REQUIRED WORK ::
Please format the listing below as a numbered list, leaving out any blank lines.

---------- MATERIAL TO PROCESS

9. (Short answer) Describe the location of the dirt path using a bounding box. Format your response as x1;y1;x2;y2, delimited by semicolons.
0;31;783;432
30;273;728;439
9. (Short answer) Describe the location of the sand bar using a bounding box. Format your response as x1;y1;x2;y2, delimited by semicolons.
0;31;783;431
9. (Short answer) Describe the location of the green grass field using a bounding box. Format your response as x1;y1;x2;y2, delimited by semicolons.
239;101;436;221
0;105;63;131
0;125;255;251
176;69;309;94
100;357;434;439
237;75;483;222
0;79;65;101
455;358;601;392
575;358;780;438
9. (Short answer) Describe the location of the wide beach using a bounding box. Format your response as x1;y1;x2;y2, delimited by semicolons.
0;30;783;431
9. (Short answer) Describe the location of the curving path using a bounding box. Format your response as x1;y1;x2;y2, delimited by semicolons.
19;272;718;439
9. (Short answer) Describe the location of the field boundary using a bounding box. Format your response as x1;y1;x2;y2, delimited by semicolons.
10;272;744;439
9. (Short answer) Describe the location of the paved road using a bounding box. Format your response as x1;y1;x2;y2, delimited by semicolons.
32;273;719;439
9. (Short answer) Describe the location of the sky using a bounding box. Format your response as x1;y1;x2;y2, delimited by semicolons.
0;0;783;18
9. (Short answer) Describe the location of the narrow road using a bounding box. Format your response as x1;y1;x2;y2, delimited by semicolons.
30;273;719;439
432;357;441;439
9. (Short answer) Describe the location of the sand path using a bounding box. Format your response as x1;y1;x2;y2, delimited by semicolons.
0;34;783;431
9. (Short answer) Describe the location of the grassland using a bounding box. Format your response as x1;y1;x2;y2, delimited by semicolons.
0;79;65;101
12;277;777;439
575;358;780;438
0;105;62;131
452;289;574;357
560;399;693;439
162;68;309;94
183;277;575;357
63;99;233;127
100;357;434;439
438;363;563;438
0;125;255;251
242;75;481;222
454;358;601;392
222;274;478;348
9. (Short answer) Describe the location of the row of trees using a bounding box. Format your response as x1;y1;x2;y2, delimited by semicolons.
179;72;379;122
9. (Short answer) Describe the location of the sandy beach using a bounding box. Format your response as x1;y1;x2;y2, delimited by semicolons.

--------------------

SOLUTION ::
1. 9. (Short answer) Describe the location of the dirt path using a bounding box. Format your response as x1;y1;x2;y2, delimited by semicolons.
2. 0;31;783;432
3. 30;273;728;439
4. 9. (Short answer) Describe the location of the sand bar using a bounding box. Format your response as x1;y1;x2;y2, delimited by semicolons.
5. 0;31;783;431
6. 9. (Short answer) Describe the location of the green grass field using a bounding box. Format your response as x1;y1;x2;y2, delimited by semicolons.
7. 239;101;436;221
8. 0;105;63;131
9. 0;125;255;251
10. 176;69;309;94
11. 100;357;434;439
12. 237;75;483;222
13. 0;79;65;101
14. 455;358;601;392
15. 575;358;780;438
16. 9. (Short answer) Describe the location of the wide beach using a bounding box. Format your response as x1;y1;x2;y2, delimited by semicolons.
17. 0;30;783;431
18. 9. (Short answer) Describe the location of the curving path using a bounding box. Format your response as x1;y1;x2;y2, delimited by semicolons.
19. 19;272;718;439
20. 9. (Short answer) Describe the location of the field boundary using a bounding box. Format your response as x1;y1;x2;y2, delimited by semicolons.
21. 10;272;744;439
22. 9. (Short answer) Describe the location of the paved road using a bounding box. Format your response as x1;y1;x2;y2, delimited by semicolons.
23. 32;273;719;439
24. 9. (Short answer) Describe the location of the sky using a bounding box. Format your response as x1;y1;x2;y2, delimited by semicolons.
25. 0;0;783;18
26. 9. (Short answer) Describe the location of the narrow road using a bounding box. Format your response as x1;y1;x2;y2, delimited by semicolons.
27. 30;273;719;439
28. 432;357;441;439
29. 9. (Short answer) Describe the location of the sand path using a bounding box. Format your response as x1;y1;x2;y2, delimited by semicolons.
30. 0;34;783;431
31. 9. (Short answer) Describe the location of the grassland using a bounding box. Format your response as x1;y1;x2;y2, delimited by semicolons.
32. 0;79;65;101
33. 12;277;777;439
34. 575;358;780;438
35. 0;105;62;131
36. 452;289;574;357
37. 560;399;693;439
38. 162;68;309;94
39. 183;277;575;357
40. 63;99;233;127
41. 100;357;434;439
42. 438;363;563;438
43. 0;125;255;251
44. 242;75;481;222
45. 454;358;601;392
46. 222;274;478;348
47. 9. (Short answer) Describe the location of the row of trees using a bounding box. Format your response as x1;y1;x2;y2, delimited by semicolons.
48. 179;72;379;122
49. 9. (Short answer) Describe the location of the sandy beach using a bounding box. Format your response as x1;y1;x2;y2, delimited by semicolons.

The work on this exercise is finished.